Pick out each line in the material below that contains the string "building" and copy those lines. Upper and lower case count.

• _RECORDS FOR PROCESSING_
— start —

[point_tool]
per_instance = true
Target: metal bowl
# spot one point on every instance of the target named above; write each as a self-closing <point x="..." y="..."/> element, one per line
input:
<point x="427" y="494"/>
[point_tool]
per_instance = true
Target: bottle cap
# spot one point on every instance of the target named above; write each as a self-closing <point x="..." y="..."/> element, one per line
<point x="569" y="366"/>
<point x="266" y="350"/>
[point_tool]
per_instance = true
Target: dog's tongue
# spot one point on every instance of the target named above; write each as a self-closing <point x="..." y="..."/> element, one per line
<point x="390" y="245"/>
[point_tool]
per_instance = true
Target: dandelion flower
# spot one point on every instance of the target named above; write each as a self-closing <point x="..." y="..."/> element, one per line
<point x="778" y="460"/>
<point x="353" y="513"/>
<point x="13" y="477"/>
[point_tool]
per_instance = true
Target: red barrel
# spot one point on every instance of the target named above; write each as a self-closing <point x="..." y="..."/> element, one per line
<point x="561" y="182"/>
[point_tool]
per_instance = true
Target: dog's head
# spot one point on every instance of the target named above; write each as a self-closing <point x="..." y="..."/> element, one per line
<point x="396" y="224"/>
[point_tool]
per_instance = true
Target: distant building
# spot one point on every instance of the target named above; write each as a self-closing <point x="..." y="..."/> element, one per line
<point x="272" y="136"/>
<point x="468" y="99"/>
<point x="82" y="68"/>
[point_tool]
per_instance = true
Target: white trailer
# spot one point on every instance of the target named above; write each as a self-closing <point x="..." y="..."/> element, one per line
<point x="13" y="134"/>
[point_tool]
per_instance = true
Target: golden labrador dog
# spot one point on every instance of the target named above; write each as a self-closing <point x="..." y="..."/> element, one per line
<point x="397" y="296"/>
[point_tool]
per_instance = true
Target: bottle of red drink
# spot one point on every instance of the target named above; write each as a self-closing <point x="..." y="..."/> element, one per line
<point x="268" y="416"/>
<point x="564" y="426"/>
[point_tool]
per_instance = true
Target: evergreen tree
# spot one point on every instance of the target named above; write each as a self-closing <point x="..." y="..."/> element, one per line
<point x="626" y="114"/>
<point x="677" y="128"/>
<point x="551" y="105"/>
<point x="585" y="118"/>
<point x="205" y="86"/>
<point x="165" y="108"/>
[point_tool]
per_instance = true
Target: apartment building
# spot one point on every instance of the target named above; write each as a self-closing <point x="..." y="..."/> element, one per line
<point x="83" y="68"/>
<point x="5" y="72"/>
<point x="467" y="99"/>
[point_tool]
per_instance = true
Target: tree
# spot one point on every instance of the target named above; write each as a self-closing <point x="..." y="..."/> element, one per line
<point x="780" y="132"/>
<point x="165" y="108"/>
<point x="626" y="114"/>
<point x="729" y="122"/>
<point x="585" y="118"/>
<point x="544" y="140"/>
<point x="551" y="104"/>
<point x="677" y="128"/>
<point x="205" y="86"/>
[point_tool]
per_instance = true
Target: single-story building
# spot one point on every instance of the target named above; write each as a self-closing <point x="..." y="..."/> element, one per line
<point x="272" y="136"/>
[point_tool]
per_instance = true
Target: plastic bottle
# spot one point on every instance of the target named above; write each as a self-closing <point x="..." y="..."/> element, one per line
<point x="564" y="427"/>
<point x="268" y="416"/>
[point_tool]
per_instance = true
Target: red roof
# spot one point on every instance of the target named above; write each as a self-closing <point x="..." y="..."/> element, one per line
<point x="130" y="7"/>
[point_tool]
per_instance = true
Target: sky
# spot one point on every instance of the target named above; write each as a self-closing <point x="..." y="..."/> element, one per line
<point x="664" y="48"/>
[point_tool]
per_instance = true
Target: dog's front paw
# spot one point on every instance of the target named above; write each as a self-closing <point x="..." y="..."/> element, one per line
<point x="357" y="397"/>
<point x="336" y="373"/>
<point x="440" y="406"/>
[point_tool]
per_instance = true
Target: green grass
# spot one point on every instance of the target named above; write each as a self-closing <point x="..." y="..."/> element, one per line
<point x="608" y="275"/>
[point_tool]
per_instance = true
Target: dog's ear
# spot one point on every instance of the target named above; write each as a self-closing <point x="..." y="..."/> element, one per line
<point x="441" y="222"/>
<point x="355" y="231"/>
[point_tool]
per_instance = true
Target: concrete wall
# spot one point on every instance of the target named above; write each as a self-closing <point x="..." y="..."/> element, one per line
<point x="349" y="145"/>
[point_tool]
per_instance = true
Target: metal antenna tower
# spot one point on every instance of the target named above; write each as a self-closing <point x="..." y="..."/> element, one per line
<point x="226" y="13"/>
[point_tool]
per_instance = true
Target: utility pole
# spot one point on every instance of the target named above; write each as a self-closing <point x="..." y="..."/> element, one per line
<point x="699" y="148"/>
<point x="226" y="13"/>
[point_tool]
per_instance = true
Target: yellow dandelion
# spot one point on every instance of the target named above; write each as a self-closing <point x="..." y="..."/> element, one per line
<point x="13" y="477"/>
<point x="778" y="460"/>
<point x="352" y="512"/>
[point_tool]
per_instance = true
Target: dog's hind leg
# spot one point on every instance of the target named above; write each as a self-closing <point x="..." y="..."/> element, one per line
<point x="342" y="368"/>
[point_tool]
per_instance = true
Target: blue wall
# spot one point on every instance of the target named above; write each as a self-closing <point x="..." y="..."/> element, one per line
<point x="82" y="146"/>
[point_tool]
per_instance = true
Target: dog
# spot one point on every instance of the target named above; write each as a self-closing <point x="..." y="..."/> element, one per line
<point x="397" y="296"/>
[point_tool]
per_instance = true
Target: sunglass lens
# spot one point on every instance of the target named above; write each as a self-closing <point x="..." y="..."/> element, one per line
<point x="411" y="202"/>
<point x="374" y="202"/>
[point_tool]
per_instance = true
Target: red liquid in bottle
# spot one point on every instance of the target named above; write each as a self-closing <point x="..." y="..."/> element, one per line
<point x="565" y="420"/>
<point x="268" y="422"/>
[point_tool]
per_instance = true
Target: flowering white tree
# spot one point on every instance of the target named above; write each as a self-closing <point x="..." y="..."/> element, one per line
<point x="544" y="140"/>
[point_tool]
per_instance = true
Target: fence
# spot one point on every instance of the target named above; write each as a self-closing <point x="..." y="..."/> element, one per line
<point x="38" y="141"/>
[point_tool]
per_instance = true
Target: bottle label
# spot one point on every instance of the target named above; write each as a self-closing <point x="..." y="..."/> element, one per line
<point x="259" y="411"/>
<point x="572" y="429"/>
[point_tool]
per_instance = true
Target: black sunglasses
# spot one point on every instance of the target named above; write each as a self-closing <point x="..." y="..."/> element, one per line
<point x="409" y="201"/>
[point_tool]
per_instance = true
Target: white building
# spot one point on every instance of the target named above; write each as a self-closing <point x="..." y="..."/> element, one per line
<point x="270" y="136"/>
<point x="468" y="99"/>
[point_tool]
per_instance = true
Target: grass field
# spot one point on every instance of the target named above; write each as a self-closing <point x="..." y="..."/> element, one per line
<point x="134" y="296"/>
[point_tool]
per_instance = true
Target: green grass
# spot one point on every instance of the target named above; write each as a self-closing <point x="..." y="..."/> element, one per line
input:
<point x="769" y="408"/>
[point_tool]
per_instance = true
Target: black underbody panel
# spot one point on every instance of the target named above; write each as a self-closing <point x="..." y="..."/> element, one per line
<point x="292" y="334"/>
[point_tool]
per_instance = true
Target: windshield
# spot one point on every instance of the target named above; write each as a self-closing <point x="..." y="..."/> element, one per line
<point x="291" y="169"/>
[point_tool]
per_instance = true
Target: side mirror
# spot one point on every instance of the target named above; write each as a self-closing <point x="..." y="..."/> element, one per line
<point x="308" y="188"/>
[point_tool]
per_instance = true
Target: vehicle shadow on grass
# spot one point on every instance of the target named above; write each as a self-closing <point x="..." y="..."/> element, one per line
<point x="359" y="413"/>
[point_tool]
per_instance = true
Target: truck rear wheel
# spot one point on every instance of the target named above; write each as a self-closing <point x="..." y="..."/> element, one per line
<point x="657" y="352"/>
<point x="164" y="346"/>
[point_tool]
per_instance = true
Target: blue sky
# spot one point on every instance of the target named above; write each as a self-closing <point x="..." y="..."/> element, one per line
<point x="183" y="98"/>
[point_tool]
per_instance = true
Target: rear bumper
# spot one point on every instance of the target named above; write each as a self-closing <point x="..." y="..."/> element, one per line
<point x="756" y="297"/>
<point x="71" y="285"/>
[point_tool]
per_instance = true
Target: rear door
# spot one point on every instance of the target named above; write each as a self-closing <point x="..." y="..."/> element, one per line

— end —

• _FULL SOLUTION_
Target: distant building
Target: apartment building
Target: single-story building
Target: white building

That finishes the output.